**Source text**
Thursday, January 19, 2006

Flowers in the Cracks

Ideal
The Flowers in the Cracks
Express the joy of renewal of our spirits
With beauty, truth, and love

Real
"The Flowers in the Cracks"
Is a cultural arts program
Celebrating the renewal of our spirits and communities

At the wake of my grandmother I ran into my childhood friend, my sister's friend Ilona Lieberman. She is a professional photographer in New York City. She's photographed emerging musician Martha Wainwright, who sings "When the Day is Short."
Love me tonight
and I'll be alright
I'll be alright
I'll be alright
Until tomorrow night
She also photographed Lasse Hallström, who reminds me of my Life as a Dog. Tonight I took myself for a walk around the park. My life tonight was a dog. I was sniffing out all the sidewalks and flowers.

Tonight Ilona and I conspired to create a project called "The Flowers in the Cracks." It will be a project that looks at the world in a new way and yet a very old profound way. A celebration of the present. And a hint of a future way forward. It will focus on the emergence and triumph of beauty, love, and truth, producing joy. Platonic love. Creative love. Ideal and real values.

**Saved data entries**
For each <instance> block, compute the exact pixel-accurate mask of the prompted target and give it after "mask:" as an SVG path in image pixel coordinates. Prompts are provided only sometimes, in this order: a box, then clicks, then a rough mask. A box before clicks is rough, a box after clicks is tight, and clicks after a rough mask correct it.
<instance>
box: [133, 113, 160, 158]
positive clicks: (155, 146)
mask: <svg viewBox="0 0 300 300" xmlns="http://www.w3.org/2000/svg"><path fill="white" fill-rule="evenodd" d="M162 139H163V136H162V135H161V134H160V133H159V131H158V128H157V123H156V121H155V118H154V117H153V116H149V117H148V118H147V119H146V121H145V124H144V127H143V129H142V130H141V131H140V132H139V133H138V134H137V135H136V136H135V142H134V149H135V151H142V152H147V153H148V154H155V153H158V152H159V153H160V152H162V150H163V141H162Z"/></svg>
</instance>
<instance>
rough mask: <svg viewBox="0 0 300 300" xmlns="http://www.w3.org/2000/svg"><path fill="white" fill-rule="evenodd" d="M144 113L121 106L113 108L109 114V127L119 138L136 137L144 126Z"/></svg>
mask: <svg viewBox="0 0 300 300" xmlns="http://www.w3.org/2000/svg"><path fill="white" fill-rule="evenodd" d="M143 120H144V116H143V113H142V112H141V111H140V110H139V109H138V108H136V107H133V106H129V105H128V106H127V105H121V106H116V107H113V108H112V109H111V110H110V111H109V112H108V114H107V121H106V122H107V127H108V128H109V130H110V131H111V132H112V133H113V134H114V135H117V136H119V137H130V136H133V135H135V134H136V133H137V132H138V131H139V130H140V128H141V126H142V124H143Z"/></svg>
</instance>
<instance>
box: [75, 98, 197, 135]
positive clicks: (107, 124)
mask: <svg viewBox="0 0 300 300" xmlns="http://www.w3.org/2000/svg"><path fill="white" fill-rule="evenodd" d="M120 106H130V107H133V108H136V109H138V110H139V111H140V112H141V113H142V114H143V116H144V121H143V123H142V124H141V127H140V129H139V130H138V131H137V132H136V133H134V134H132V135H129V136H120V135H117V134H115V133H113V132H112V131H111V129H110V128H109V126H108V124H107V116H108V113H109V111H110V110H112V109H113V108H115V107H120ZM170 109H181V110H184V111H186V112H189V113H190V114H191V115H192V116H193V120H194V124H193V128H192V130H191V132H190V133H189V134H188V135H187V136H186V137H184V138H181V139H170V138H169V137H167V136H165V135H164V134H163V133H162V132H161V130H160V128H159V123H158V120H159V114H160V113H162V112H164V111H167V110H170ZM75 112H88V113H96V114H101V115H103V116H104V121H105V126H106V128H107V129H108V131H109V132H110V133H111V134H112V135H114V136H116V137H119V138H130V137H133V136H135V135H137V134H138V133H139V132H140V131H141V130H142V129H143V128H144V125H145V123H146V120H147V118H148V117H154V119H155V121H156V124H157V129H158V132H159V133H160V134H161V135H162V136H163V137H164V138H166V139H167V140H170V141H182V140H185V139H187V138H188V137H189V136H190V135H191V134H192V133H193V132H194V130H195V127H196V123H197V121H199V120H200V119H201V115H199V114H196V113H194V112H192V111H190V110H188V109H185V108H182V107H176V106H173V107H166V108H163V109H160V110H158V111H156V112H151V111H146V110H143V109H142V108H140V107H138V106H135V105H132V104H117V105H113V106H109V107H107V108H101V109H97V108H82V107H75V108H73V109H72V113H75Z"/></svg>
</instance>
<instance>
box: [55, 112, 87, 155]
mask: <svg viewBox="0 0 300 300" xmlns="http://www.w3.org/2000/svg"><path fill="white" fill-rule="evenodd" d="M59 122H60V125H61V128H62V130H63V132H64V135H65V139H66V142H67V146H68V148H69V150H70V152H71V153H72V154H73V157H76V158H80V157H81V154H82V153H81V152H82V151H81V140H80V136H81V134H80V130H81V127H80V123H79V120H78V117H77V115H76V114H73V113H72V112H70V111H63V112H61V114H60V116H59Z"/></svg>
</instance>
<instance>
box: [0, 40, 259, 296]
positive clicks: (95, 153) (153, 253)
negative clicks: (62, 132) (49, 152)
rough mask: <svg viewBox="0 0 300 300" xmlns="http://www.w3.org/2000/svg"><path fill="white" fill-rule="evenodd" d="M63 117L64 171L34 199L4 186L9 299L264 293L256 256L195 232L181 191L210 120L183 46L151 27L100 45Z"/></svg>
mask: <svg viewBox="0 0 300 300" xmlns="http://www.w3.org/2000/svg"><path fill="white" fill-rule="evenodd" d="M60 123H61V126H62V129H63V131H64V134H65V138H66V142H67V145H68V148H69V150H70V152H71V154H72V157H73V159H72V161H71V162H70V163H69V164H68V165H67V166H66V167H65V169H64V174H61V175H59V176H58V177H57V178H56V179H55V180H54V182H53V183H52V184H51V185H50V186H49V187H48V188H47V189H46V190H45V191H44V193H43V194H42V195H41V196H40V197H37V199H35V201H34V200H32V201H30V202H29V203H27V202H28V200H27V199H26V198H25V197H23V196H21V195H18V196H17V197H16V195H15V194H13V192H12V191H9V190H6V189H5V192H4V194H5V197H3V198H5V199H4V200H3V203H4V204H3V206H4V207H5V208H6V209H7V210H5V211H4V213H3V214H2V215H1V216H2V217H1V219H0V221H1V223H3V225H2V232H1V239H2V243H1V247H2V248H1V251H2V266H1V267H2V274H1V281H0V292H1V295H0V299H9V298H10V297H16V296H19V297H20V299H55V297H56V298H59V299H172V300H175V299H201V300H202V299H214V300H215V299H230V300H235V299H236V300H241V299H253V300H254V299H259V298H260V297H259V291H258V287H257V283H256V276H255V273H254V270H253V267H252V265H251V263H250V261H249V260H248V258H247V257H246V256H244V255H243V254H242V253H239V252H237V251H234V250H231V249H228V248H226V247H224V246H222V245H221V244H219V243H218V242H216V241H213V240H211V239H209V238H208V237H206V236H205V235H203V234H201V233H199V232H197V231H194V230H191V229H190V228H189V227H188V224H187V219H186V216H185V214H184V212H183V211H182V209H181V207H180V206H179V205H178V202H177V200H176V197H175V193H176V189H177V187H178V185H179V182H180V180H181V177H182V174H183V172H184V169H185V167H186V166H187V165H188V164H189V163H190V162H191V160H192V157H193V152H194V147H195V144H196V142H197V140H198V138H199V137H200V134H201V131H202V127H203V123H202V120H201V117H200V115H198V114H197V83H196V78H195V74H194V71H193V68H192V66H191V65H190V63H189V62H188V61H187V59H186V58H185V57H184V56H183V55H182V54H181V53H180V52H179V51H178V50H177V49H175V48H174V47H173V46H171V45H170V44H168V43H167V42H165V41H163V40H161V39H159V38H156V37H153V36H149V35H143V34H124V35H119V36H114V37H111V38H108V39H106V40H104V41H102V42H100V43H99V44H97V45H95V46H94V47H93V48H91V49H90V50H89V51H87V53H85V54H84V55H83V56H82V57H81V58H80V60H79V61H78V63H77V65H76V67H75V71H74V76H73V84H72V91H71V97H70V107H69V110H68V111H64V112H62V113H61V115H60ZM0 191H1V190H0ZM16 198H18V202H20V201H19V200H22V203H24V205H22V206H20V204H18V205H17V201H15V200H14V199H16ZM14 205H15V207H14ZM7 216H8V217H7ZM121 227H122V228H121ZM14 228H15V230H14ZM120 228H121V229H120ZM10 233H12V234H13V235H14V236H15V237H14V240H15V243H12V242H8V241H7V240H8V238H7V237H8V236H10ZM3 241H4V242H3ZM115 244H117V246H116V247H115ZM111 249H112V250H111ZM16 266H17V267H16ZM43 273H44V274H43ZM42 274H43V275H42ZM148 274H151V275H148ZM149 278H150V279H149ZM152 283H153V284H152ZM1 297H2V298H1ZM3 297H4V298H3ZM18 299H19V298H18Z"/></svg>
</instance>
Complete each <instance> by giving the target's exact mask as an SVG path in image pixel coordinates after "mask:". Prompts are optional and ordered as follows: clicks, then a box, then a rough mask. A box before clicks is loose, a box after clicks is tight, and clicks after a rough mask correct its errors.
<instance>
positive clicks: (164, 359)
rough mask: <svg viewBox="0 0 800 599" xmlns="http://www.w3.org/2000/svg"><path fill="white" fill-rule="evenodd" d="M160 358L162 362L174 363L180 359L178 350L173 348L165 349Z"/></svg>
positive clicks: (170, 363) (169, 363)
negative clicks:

**What the task requires**
Continue the post about the "Flowers in the Cracks" project from its final sentence.

**Response area**
Pythagoras, Aristotle, Plato, we hope to do you all honor and homage!

Mnemosyne and your daughters, the Muses, we pray they will be pleased!

Yet it should also go beyond these to Abelard, von Eschenbach, and St. Catherine of Sienna. It should have the levity and wit of George Carlin, the gentleness of Bill Cosby, the wry chutzpah of Bugs Bunny, the satire of Al Franken.

Apollo! Aset! Buddha! Jesus! Sophia! Guan-Yin! Wonkatonka! All celebrations of the divine shall be upheld. We are not the first and we shall not be the last to proclaim this. Obviously this goes back to ideals of Pythagoras' universal harmony, Platonic ideals, Aristotelian logic, and hopefully beyond these too. Many people speak about the growth of Faith in Our Present and Future. We are all together in the boat.

On the day commemorating the life of Dr. Martin Luther King, Jr., we celebrated the Dream. He proclaimed he had a Dream. The Saturday before I created a flower arrangement, inspired by both Zen Buddhism and Christian heritage, celebrating also in hidden ways the Arthurian and Romantic traditions, naming it "The Passion of the Dream."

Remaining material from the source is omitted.